Problem details:
Work through the entries that follow and state how many lines contain the word "white". Only the number is wanted.
+ + + + +
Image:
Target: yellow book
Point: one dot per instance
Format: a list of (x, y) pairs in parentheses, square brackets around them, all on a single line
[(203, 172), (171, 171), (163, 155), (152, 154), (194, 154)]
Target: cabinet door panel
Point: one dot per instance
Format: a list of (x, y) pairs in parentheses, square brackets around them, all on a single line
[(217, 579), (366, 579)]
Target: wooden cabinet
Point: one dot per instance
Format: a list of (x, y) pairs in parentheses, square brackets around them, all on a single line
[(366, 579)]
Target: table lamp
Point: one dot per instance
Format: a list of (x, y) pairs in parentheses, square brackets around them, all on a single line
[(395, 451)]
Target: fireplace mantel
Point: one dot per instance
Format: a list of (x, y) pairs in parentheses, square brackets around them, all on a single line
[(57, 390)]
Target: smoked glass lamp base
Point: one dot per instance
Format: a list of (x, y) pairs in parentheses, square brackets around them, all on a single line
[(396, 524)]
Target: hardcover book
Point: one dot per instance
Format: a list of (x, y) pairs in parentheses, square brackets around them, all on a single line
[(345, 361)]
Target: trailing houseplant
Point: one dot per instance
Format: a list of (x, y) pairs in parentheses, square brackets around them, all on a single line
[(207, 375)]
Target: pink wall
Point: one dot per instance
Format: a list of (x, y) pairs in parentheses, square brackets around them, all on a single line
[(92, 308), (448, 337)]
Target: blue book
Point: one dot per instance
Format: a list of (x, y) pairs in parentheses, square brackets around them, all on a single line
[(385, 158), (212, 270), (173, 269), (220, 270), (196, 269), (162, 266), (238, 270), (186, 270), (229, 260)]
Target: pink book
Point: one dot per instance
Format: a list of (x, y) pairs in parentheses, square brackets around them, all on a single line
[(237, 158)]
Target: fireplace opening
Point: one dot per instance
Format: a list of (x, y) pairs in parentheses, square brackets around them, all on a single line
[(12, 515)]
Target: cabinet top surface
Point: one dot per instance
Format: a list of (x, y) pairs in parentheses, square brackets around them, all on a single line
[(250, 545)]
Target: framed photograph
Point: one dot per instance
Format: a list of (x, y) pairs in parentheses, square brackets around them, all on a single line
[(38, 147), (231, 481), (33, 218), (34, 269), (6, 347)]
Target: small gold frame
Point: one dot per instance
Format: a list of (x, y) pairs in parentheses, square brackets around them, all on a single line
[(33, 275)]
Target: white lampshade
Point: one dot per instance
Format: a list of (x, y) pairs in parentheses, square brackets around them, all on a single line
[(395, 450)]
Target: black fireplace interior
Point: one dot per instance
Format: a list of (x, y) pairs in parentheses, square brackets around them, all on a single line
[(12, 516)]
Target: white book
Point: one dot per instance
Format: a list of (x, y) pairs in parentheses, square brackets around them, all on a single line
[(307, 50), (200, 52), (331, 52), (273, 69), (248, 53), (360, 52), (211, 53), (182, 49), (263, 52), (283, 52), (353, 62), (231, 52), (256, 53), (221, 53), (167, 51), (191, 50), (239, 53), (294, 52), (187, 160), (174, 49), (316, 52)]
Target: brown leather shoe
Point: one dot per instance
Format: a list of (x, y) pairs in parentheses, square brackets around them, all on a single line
+ + + + +
Finished exercise:
2